Peak Insanity — 1984 for Glazed-Over America

Shane Faria
5 min readJan 11, 2021

If we are not yet at peak insanity in America, we are certainly very near it.

As it stands on this Monday, January the 11th in the year 2021, the sitting President of the United States has been banned or restricted from every major social media platform in existence. While this sentence likely would not have made any sense in 1984 — the actual year or the fictional work by George Orwell — the reaction to his banning in these first few days of 2021 are as polarizing as our entire American culture.

* Work instruction
In the piece about peak insanity in America, what does it say the sitting President has been banned or restricted from?

* Excerpted data
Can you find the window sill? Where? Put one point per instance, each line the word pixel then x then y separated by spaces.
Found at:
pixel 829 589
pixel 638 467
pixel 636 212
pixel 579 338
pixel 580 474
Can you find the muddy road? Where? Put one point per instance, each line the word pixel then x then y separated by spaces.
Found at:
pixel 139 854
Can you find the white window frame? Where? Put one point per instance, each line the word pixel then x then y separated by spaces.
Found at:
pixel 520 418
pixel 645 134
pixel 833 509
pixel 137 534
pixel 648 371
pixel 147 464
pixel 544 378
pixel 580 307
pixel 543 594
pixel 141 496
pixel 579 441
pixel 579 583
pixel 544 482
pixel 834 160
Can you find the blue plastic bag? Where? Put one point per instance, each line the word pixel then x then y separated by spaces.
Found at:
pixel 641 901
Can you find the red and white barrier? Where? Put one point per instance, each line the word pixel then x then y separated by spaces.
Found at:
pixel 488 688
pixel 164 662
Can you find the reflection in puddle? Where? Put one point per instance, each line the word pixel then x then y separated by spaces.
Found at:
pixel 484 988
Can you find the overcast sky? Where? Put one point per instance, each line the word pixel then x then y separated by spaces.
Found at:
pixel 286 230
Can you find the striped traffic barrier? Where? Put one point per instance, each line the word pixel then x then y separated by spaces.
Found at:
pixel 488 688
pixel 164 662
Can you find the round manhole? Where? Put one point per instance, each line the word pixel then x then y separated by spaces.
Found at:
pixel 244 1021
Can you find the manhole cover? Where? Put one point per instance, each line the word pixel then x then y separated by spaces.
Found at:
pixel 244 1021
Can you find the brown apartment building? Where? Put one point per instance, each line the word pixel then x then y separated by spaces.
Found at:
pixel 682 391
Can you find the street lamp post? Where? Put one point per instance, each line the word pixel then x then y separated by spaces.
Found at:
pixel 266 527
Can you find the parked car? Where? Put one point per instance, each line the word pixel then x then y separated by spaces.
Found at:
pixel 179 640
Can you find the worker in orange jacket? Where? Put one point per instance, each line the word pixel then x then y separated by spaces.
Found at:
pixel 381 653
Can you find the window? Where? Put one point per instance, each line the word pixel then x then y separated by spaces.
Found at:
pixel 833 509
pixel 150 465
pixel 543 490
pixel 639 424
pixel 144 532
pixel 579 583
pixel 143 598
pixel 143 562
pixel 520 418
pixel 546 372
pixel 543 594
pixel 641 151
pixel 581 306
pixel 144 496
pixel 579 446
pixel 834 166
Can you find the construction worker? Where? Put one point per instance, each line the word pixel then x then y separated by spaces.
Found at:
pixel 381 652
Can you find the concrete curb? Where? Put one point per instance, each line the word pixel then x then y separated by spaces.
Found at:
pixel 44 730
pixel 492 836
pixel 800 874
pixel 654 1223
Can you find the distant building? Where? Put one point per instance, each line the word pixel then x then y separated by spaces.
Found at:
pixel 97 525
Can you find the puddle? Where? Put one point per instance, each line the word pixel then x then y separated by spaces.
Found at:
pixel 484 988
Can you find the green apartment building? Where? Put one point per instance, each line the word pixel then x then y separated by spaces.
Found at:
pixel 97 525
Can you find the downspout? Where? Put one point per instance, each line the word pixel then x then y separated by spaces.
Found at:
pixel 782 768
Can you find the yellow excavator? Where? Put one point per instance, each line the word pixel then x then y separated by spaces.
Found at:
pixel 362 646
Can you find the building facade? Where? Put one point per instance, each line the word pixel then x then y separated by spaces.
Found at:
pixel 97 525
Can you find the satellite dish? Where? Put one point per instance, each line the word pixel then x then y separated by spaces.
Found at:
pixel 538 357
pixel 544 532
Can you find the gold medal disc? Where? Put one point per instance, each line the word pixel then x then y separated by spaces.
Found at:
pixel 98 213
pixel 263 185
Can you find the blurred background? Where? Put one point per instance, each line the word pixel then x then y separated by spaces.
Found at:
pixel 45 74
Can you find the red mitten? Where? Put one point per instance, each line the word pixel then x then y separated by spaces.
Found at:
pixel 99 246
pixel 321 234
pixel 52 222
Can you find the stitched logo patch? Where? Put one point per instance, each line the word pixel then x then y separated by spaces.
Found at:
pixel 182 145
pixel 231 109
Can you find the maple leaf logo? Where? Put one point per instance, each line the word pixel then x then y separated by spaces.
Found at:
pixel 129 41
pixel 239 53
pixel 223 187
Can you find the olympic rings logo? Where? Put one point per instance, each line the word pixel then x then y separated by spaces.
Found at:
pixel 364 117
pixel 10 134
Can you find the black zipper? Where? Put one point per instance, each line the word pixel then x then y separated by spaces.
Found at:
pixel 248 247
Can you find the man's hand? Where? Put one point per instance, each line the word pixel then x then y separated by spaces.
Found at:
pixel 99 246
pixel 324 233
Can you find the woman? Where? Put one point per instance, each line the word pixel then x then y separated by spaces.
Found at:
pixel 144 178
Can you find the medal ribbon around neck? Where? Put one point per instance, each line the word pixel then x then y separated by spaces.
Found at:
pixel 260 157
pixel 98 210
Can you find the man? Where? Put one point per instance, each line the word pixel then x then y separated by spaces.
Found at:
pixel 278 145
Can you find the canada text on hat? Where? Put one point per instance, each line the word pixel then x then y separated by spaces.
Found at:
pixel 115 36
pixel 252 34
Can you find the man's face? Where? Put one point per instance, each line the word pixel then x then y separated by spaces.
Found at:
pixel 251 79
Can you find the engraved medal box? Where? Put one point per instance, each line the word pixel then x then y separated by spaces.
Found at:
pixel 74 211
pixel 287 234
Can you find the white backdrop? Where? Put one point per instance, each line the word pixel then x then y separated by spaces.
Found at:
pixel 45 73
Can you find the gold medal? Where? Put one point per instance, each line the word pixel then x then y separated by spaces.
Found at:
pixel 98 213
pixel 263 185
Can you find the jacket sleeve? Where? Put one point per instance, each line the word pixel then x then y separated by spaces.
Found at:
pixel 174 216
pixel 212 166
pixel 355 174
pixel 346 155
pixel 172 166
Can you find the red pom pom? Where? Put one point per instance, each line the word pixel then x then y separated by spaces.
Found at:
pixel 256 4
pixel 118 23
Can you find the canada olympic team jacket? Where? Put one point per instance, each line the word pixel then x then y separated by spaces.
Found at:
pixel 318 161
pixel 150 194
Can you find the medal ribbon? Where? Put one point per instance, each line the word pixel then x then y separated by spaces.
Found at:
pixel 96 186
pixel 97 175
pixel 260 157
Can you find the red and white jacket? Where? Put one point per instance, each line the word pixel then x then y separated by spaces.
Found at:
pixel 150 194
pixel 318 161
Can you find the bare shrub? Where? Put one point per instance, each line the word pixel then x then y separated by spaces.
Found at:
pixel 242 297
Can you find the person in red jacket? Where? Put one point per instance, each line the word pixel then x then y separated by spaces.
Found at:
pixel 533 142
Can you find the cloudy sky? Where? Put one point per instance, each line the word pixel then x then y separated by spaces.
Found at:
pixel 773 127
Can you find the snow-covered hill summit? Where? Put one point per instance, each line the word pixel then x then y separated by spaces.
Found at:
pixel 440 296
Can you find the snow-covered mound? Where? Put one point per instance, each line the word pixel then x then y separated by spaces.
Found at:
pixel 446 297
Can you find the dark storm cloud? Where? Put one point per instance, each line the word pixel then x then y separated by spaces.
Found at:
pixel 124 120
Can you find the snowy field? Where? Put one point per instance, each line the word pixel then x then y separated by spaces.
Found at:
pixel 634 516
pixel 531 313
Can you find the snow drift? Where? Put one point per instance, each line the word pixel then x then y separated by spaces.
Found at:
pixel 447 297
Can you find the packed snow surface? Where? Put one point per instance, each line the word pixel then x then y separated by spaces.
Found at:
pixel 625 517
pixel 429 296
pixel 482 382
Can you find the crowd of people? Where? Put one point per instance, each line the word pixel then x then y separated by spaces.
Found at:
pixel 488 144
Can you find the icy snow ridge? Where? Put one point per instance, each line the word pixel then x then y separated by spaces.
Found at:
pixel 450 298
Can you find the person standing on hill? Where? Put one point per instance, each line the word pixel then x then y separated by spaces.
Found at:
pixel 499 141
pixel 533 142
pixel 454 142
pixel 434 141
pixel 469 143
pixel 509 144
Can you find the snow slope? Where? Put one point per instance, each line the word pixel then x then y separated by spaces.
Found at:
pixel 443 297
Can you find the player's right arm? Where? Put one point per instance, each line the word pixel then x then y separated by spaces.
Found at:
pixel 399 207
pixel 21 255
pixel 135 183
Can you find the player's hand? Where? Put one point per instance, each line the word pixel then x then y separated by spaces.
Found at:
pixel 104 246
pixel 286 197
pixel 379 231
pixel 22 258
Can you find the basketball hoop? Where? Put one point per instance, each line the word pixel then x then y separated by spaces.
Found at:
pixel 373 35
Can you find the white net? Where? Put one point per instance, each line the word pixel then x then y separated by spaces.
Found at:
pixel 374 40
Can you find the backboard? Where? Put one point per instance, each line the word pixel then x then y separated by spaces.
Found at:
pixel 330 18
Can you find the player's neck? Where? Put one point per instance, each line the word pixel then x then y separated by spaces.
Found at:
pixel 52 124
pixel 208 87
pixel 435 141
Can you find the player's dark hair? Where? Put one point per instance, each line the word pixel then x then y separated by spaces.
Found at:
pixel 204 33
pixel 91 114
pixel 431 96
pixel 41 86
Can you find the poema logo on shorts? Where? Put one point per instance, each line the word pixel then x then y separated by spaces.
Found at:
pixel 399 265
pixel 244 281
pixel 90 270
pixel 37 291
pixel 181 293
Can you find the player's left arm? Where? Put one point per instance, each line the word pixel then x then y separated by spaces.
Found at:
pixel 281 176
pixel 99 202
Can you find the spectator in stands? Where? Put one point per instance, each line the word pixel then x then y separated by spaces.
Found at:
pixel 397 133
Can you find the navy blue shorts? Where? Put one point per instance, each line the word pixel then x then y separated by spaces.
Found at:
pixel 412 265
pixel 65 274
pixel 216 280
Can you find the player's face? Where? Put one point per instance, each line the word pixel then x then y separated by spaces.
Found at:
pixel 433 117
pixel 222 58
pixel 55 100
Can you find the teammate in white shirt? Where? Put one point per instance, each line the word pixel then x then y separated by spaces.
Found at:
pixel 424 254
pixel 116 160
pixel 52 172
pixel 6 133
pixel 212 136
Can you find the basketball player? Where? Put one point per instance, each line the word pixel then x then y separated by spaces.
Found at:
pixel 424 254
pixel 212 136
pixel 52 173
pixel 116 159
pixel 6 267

* Response
Every major social media platform in existence.